#### Stored data ####

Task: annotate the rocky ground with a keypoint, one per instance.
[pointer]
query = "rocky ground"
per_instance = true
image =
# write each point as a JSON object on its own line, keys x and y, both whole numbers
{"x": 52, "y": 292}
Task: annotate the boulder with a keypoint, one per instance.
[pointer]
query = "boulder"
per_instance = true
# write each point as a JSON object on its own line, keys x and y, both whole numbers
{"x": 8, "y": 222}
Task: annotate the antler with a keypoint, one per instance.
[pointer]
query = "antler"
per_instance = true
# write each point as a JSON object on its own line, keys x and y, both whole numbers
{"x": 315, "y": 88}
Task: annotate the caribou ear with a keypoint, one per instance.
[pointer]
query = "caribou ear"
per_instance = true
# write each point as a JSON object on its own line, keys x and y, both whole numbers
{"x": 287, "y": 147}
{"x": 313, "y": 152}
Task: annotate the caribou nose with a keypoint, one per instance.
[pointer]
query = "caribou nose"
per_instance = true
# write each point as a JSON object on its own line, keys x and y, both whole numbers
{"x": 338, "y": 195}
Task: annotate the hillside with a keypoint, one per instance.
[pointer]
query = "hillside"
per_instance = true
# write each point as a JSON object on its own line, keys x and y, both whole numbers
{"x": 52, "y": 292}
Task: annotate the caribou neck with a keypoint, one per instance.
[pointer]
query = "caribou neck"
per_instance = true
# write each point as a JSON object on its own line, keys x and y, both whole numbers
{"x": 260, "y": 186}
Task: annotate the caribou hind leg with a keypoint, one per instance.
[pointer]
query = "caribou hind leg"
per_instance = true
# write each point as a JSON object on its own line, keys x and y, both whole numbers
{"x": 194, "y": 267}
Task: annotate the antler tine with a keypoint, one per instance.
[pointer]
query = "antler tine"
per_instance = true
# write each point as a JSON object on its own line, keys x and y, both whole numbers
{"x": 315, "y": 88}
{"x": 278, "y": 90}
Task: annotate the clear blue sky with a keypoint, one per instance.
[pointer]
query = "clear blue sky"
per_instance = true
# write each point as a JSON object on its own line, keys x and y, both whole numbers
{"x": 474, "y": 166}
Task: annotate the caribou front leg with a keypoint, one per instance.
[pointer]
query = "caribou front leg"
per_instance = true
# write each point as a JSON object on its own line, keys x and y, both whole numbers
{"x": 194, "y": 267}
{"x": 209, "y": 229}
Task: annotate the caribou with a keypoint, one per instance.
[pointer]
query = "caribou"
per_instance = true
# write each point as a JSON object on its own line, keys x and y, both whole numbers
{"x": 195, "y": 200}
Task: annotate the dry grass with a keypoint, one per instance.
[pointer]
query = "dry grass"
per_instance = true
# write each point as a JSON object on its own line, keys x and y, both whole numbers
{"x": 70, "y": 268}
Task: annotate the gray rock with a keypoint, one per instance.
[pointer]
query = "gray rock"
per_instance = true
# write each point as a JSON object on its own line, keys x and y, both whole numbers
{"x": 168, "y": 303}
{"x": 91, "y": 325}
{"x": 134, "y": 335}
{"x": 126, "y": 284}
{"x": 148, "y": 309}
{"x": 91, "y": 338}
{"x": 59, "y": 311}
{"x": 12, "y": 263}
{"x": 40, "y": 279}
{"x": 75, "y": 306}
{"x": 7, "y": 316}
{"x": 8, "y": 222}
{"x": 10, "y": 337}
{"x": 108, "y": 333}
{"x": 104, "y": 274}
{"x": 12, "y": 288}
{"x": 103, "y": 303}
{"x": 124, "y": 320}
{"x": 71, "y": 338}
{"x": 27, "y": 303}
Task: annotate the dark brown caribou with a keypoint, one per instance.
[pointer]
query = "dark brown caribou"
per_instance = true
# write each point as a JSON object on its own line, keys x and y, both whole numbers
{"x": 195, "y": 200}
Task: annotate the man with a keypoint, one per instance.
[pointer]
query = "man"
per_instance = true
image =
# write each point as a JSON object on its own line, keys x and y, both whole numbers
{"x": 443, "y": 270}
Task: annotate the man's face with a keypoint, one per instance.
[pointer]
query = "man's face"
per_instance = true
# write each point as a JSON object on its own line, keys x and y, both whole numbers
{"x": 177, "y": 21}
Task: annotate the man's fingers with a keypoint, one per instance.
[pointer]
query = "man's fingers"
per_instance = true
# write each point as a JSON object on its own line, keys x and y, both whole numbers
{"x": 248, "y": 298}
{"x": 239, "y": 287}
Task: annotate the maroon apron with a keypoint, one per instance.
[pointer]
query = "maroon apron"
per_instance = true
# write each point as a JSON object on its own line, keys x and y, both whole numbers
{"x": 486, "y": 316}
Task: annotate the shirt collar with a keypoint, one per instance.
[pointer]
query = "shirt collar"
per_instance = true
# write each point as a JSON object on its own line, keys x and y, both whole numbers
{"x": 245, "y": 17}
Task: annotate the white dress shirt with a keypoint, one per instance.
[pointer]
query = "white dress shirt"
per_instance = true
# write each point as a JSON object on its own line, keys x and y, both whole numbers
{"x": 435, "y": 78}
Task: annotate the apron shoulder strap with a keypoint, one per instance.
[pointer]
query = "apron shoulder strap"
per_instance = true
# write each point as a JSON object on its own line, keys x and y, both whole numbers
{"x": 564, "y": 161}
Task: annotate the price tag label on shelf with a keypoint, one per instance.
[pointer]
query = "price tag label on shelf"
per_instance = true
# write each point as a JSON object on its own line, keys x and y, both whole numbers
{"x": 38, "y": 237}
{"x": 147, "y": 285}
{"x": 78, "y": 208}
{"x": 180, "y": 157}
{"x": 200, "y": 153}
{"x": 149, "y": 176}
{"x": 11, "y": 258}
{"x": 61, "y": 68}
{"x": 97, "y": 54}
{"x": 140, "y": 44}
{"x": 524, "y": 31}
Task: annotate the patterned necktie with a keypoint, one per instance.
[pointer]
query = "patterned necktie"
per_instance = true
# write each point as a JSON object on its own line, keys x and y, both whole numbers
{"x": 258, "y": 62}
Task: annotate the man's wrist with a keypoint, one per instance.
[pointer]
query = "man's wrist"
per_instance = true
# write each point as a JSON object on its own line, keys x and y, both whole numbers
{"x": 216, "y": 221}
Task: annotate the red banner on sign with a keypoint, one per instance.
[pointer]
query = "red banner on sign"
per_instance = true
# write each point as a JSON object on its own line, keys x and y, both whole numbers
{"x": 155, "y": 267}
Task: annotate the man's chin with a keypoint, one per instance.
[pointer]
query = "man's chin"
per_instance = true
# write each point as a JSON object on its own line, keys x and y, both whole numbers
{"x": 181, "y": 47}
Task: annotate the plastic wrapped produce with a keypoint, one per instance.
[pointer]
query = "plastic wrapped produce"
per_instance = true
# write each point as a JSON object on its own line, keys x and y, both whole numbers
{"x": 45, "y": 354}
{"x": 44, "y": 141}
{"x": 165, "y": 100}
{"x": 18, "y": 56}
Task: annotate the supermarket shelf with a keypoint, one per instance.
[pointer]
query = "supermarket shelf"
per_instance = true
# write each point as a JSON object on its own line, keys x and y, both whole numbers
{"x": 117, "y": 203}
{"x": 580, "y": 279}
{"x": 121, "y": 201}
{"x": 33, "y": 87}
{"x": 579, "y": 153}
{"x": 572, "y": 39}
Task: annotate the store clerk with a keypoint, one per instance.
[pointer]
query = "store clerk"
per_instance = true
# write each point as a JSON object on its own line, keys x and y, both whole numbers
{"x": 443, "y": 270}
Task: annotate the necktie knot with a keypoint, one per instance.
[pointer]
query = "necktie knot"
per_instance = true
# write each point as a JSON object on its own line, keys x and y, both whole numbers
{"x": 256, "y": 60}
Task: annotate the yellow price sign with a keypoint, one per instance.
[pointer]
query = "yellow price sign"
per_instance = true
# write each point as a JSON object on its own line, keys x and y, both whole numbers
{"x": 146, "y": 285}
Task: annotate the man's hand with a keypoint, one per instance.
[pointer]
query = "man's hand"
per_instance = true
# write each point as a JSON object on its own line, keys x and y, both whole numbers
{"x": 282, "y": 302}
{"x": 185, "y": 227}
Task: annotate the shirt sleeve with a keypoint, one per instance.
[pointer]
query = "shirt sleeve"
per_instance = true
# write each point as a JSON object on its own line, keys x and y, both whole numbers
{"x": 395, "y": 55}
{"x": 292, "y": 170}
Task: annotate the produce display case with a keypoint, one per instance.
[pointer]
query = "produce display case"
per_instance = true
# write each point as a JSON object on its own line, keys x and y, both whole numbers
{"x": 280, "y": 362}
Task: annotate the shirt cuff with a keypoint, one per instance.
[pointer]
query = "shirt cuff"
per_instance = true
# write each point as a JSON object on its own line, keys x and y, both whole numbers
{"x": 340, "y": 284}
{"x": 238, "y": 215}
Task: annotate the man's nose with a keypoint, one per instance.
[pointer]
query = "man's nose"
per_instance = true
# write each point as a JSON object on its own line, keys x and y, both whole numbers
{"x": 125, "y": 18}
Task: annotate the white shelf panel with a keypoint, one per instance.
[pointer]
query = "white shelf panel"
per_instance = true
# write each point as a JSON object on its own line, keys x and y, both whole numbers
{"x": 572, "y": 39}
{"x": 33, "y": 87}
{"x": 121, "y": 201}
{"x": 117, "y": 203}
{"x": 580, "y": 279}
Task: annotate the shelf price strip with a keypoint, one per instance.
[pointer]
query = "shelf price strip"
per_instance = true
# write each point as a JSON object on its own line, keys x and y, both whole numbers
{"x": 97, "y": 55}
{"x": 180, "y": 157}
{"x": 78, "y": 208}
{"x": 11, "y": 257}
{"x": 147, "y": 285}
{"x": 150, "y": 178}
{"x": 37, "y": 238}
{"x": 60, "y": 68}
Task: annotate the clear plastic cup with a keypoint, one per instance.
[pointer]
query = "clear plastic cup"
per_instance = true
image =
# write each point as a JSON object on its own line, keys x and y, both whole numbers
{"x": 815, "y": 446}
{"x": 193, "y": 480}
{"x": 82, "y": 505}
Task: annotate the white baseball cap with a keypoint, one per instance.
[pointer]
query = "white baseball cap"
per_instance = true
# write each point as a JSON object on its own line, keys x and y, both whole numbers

####

Give back exactly the lines beginning at the one with "Task: annotate the shelf" and ending at the final line of the material; both boundary lines belong in it.

▶ _Full response_:
Task: annotate the shelf price strip with a keypoint, one per instance.
[pointer]
query = "shelf price strip"
per_instance = true
# write each point as a JSON object on its own line, keys x and y, both whole numbers
{"x": 97, "y": 55}
{"x": 180, "y": 157}
{"x": 78, "y": 208}
{"x": 11, "y": 257}
{"x": 147, "y": 285}
{"x": 150, "y": 178}
{"x": 37, "y": 238}
{"x": 60, "y": 68}
Task: annotate the clear plastic cup with a keypoint, one per instance.
[pointer]
query = "clear plastic cup"
per_instance = true
image =
# write each point as a JSON object on its own line, keys x and y, both whole numbers
{"x": 815, "y": 446}
{"x": 193, "y": 480}
{"x": 82, "y": 505}
Task: annotate the white baseball cap with a keypoint, one per instance.
[pointer]
query = "white baseball cap"
per_instance = true
# write each point as a JSON object on its own line, keys x and y, both whole numbers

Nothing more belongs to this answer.